— Records supplied —
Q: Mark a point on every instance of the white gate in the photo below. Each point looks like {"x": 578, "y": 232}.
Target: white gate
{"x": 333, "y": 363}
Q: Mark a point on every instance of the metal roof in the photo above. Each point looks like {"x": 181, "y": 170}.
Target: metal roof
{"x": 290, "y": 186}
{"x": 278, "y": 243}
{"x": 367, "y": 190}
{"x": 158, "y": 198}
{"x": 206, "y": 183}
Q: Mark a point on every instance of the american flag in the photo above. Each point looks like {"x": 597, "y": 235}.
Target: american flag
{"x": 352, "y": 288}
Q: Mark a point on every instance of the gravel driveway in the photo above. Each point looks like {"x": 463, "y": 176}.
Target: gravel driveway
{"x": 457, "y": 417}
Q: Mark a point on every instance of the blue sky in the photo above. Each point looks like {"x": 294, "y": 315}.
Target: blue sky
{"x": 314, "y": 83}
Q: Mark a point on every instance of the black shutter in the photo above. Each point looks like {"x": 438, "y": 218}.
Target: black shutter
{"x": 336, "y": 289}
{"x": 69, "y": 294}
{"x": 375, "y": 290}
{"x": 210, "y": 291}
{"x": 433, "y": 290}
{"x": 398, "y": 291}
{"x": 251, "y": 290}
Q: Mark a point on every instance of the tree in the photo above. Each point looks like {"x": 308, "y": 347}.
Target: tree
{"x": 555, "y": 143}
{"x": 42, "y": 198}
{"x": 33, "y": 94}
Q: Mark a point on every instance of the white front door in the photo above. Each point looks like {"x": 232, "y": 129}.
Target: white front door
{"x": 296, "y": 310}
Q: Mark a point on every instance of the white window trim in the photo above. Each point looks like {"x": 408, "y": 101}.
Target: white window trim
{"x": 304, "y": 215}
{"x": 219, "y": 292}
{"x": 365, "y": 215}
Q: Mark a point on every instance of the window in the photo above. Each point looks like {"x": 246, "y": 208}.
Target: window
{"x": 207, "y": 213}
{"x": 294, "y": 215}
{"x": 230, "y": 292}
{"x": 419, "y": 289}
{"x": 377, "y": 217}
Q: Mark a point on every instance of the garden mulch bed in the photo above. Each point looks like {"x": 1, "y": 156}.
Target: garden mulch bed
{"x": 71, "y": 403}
---
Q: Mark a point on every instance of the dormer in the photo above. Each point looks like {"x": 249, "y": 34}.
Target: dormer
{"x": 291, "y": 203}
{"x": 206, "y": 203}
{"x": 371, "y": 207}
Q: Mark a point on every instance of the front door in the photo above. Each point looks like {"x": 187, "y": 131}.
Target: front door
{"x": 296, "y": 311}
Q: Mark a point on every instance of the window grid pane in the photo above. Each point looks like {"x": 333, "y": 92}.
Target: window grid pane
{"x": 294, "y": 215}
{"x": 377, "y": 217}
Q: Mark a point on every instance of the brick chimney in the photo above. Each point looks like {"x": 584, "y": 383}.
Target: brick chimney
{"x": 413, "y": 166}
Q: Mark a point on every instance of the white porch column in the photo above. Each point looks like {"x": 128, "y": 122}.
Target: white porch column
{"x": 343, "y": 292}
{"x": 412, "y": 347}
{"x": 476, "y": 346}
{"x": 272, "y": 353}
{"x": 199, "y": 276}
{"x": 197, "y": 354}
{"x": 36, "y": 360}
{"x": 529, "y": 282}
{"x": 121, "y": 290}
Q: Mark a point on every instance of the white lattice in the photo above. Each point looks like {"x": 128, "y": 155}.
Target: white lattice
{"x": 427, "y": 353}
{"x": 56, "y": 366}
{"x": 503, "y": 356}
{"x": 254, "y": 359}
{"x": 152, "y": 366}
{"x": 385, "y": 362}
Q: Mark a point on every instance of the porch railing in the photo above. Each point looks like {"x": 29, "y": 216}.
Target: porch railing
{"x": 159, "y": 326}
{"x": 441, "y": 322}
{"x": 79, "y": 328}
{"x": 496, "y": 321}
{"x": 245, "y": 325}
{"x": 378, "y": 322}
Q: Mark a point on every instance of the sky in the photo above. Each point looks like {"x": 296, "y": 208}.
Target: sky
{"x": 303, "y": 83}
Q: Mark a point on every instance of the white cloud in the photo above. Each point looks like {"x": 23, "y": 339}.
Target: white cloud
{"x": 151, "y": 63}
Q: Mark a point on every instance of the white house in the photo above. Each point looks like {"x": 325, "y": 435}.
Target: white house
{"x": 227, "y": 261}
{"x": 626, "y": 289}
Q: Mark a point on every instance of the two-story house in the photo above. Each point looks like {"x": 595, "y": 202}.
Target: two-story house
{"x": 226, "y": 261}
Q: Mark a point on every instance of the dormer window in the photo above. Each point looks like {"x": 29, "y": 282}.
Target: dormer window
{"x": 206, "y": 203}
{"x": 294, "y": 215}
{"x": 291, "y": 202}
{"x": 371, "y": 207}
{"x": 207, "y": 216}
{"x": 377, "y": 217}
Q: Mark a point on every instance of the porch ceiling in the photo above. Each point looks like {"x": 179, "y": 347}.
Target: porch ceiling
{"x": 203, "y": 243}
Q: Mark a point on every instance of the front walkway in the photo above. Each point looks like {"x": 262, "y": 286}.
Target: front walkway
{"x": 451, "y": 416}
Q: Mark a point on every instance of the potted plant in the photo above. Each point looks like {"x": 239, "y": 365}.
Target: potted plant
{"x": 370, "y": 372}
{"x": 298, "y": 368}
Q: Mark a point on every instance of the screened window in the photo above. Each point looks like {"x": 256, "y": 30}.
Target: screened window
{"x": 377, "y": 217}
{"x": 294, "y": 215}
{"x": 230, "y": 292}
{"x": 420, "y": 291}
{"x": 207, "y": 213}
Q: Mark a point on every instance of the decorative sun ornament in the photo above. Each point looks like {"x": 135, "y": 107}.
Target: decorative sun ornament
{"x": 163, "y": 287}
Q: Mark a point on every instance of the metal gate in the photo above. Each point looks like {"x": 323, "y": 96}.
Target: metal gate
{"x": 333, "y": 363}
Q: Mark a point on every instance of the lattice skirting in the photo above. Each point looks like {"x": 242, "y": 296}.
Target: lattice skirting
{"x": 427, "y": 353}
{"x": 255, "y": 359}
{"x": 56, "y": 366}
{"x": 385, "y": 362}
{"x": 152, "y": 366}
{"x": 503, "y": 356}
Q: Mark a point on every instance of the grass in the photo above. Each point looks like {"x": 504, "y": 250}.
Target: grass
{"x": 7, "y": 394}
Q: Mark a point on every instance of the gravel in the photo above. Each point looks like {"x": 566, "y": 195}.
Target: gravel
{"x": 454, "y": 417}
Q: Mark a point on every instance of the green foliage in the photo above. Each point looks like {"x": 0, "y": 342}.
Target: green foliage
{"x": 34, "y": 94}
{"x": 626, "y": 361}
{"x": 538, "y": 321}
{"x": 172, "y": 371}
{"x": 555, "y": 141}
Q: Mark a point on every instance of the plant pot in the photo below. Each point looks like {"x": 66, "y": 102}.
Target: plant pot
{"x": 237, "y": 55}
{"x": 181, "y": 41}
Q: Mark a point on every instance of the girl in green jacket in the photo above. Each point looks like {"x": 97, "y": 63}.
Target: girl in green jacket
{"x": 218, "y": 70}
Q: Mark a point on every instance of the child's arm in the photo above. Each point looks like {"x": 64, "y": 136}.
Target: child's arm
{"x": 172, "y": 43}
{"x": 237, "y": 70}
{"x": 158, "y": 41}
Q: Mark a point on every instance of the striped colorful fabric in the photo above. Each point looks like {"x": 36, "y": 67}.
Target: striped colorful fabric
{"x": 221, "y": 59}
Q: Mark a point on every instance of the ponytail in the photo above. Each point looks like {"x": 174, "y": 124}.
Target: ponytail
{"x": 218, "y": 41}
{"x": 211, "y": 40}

— Stated problem —
Pick out each line in the records above that contains the word "railing", and copy those lines unchanged.

— Complete answer —
Q: Mark a point on every instance of the porch railing in the photo above. Each point looks like {"x": 29, "y": 216}.
Target: porch railing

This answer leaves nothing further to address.